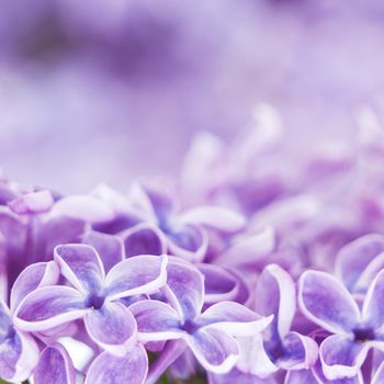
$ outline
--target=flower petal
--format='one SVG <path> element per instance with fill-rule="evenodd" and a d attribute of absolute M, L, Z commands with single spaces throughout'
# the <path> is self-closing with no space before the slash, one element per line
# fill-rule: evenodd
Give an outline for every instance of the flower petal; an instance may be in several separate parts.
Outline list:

═══

Please repeat the entries above word for word, leaving the pictures out of your answer.

$ outline
--target=flower petal
--format='one SVG <path> element per instance with fill-rule="evenodd" and a d attribute of absolute M, L, Z commands with single spaces throughout'
# the <path> is self-closing with no space before the slash, one element per line
# fill-rule: evenodd
Give an outline for every instance of the flower petal; an instance may be in several separate parts.
Outline list:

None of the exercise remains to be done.